**Given request:**
Answer these from the thread below about Ana Swet's baby sweaters:
1. What does torregro say there are none of to knit for right now?
2. What feature of the sweaters does deshka say many top down patterns don't have?
3. What will njbetsy have to knit for, and when is the due date?

**Excerpt:**
# Precious baby sweaters by Ana Swet. Elaborate and heirloom quality



## torregro (Jun 28, 2016)

https://www.etsy.com/shop/AnaSwet/items

I discovered this pattern designer by accident tonight and although I have no babies to knit for right now, I was drooling over most of the patterns. They are so fresh and precious. I'm posting a few examples but it's well worth a look at her etsy shop.


----------



## Ammknit (Jan 7, 2013)

Just lovely!


----------



## RevDi (Jul 8, 2016)

Adorable!


----------



## run4fittness (May 22, 2011)

Those are lovely, thank you for the information.


----------



## deshka (Apr 6, 2011)

So adorable, I really like the shaping of them, there is actual front neck shaping that so many top down patterns don't have. I have not yet looked at the link but I intend on doing that. Most of my knitting is baby sweaters, caps and booties. Thank you for the information.

I did visit the site and there are many other patterns and also knit items. They are all so cute.


----------



## Pocahontas (Apr 15, 2011)

Those are all SO special!


----------



## btibbs70 (Mar 23, 2011)

Beautiful wearable art. Thank you for introducing me to this fabric artist.


----------



## Neeterbug (May 25, 2011)

Really nice patterns.


----------



## grandday (Apr 15, 2011)

Wow! They are so pretty.


----------



## Nanamel14 (Aug 4, 2016)

Very beautiful


----------



## Mary Cardiff (Mar 18, 2012)

Love the one with the chicken,


----------



## Lindajoy (Sep 6, 2015)

Wow, they are beautiful. Thanks for the info.


----------



## hotdochhi (Jan 10, 2018)

Are these hand knit patterns?


----------



## GrammiePatty (Feb 13, 2015)

WOW! Beautiful! I wish they came sized for little girls.


----------



## njbetsy (Apr 18, 2012)

I will have a baby girl to Knit for (due date today), so I put this designer in my favorites. Thanks for sharing.


----------



## betty boivin (Sep 12, 2012)

Are for machine knitting or handknitting?

**Dataset entries:**
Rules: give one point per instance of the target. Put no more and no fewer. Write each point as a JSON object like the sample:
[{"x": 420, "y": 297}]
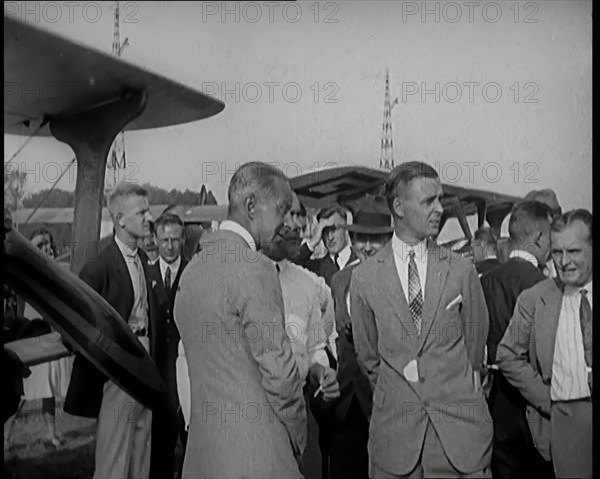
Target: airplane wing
[{"x": 46, "y": 75}]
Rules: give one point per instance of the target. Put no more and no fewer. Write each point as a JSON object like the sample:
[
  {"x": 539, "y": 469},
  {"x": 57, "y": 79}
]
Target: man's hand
[{"x": 325, "y": 381}]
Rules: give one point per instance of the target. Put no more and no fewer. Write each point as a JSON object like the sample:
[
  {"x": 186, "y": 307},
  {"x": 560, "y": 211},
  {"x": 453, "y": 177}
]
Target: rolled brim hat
[{"x": 371, "y": 217}]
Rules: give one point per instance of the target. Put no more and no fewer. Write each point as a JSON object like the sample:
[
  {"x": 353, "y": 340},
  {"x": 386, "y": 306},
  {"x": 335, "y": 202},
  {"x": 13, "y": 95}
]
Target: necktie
[
  {"x": 168, "y": 279},
  {"x": 585, "y": 318},
  {"x": 415, "y": 296}
]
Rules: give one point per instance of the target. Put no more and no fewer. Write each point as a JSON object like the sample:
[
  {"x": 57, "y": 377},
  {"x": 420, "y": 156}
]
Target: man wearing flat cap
[{"x": 370, "y": 231}]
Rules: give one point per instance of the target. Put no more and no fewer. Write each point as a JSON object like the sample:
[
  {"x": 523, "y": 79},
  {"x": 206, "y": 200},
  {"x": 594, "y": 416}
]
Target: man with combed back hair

**Solution:**
1. Babies.
2. Actual front neck shaping.
3. A baby girl, due today.